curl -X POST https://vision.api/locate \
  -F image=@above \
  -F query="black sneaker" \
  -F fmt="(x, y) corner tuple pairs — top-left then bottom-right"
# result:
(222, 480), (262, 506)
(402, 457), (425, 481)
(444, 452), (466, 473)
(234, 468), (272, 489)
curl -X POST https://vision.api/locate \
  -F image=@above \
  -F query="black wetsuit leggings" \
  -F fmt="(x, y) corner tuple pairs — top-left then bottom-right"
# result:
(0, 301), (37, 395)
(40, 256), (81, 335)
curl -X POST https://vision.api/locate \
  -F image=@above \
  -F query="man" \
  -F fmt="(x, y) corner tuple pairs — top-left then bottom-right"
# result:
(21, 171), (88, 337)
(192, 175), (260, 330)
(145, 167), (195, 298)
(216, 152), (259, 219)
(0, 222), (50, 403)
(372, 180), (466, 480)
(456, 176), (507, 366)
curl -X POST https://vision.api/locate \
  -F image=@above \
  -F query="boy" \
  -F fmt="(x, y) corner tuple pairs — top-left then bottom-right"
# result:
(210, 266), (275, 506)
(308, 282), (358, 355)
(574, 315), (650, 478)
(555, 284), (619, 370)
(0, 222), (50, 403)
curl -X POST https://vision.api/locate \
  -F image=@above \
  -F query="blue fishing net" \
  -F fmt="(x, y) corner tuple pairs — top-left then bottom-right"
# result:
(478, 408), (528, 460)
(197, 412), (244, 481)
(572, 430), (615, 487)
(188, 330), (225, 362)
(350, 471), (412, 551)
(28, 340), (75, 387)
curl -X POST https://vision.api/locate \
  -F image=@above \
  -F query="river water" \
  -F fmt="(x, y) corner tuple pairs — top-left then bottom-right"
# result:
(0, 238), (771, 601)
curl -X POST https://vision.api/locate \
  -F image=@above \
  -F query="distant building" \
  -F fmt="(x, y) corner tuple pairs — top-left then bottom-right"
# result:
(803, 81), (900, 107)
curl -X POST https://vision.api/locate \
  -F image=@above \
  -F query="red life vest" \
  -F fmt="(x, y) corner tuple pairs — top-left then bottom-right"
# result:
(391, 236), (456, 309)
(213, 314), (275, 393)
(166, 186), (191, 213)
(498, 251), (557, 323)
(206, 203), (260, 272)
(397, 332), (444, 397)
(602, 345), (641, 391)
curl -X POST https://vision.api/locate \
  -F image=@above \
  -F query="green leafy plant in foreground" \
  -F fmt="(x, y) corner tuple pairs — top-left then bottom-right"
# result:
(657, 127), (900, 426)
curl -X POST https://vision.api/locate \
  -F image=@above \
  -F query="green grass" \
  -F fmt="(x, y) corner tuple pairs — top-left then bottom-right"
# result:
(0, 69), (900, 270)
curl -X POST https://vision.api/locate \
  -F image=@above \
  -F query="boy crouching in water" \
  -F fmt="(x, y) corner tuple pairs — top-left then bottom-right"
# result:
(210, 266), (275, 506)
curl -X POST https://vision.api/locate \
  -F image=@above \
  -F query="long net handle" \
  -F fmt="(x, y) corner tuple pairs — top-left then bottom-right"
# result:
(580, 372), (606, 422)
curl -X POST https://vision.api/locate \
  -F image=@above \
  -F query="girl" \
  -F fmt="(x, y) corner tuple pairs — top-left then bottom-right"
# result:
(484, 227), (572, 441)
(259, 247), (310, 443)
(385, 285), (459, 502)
# # #
## Task directions
Express every line of the data above as a numbered list, leaving out any blank lines.

## Task solution
1. curl -X POST https://vision.api/locate \
2.   -F image=@above \
3.   -F query="black sneaker" \
4.   -F fmt="(x, y) corner tuple pairs — top-left then bottom-right"
5. # result:
6. (222, 480), (262, 506)
7. (402, 457), (425, 481)
8. (444, 452), (466, 473)
9. (234, 468), (272, 489)
10. curl -X POST https://vision.api/locate \
11.   -F image=@above \
12.   -F query="black wetsuit leggings" \
13.   -F fmt="(x, y) corner tuple pairs — top-left then bottom-right"
14. # result:
15. (0, 301), (37, 395)
16. (40, 256), (81, 335)
17. curl -X POST https://vision.api/locate \
18.   -F image=@above \
19.   -F query="man" \
20.   -F fmt="(x, y) corner tuple pairs — top-left then bottom-right"
21. # result:
22. (21, 171), (88, 337)
23. (192, 175), (260, 330)
24. (145, 167), (195, 298)
25. (216, 152), (259, 219)
26. (0, 222), (50, 403)
27. (372, 180), (466, 480)
28. (456, 176), (507, 366)
29. curl -X POST https://vision.api/locate \
30.   -F image=@above \
31.   -F query="boy" \
32.   -F fmt="(x, y) corner tuple pairs — top-left then bottom-right"
33. # result:
34. (210, 266), (275, 506)
35. (308, 282), (358, 355)
36. (574, 315), (650, 478)
37. (555, 284), (619, 370)
38. (0, 222), (50, 403)
39. curl -X POST https://vision.api/locate \
40.   -F image=@above \
41.   -F query="blue fishing net" \
42.   -F fmt="(x, y) corner tuple pairs — top-left then bottom-right"
43. # result:
44. (478, 408), (528, 460)
45. (197, 412), (244, 481)
46. (572, 430), (615, 487)
47. (188, 330), (225, 362)
48. (350, 471), (412, 551)
49. (28, 340), (75, 387)
50. curl -X POST https://vision.api/locate \
51.   -F image=@above \
52.   -F query="river water" \
53.   -F fmt="(x, y) corner tuple pairs — top-left then bottom-right"
54. # result:
55. (0, 238), (771, 601)
56. curl -X POST https://vision.api/locate \
57.   -F image=@above \
58.   -F query="distant building" \
59.   -F fmt="(x, y) corner tuple pairs — top-left then bottom-right"
60. # result:
61. (803, 81), (900, 107)
62. curl -X POST https://vision.api/locate \
63.   -F image=@above \
64.   -F query="red life vest" \
65.   -F fmt="(x, y) corner tuple pairs — top-left then bottom-right"
66. # result:
67. (391, 236), (456, 309)
68. (213, 314), (275, 393)
69. (166, 186), (191, 213)
70. (498, 251), (557, 323)
71. (206, 203), (260, 272)
72. (397, 332), (444, 397)
73. (602, 345), (641, 391)
74. curl -X POST https://vision.api/locate \
75.   -F image=@above \
76.   -F query="green leafy plant in foreground" \
77.   -F fmt="(x, y) corner tuple pairs — top-left then bottom-right"
78. # result:
79. (657, 127), (900, 426)
80. curl -X POST https://vision.api/locate \
81.   -F image=@above \
82.   -F query="green grass" \
83.   -F fmt="(x, y) corner tuple pairs — top-left then bottom-right"
84. # result:
85. (0, 69), (900, 270)
86. curl -X POST https://vision.api/locate \
87.   -F image=@above \
88.   -F query="boy crouching in water" \
89.   -F fmt="(x, y) corner tuple pairs — top-left then bottom-right"
90. # result:
91. (210, 266), (275, 506)
92. curl -X POST https://vision.api/locate \
93.   -F image=@above \
94.   -F query="long net handle" \
95.   -F fmt="(x, y) corner tuple pairs — top-left then bottom-right"
96. # result:
97. (580, 372), (606, 422)
98. curl -X POST https://vision.api/locate \
99.   -F image=@above \
100.   -F query="girl" \
101.   -F fmt="(x, y) corner tuple pairs — top-left then bottom-right"
102. # result:
103. (484, 227), (572, 441)
104. (259, 247), (310, 443)
105. (385, 285), (459, 502)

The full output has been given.